● What to produce
Retype precisely the section of the data that starts at the line containing "locate blue wooden" and runs to its final line, ends included.

--------

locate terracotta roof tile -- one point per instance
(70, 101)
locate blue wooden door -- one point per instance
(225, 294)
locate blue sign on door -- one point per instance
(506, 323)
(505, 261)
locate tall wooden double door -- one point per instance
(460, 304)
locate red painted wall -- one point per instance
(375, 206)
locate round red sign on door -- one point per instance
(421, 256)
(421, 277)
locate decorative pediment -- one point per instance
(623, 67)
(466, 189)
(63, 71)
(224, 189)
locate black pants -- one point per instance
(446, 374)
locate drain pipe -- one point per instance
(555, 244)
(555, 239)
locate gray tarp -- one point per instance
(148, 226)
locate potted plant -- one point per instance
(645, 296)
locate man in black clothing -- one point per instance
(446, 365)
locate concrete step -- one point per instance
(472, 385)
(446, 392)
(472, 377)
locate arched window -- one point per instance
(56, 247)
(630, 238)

--------

● Answer to this problem
locate blue wooden door -- one point per instance
(225, 294)
locate blue sign on door -- one point per instance
(506, 323)
(505, 261)
locate tall wooden double door -- one point per instance
(460, 304)
locate red painted wall -- one point per instance
(375, 206)
locate round red sign on door -- one point per instance
(421, 256)
(421, 277)
locate decorative pediment -- one point per instance
(623, 67)
(466, 189)
(63, 71)
(224, 189)
locate black pants -- one point per instance
(446, 374)
locate drain pipe -- one point per instance
(555, 244)
(555, 239)
locate gray tarp -- one point per instance
(148, 226)
locate potted plant -- one point per instance
(645, 296)
locate man in black clothing -- one point per instance
(446, 365)
locate concrete step -- one point per instance
(472, 385)
(446, 392)
(472, 377)
locate arched window -- one point per instance
(56, 247)
(630, 238)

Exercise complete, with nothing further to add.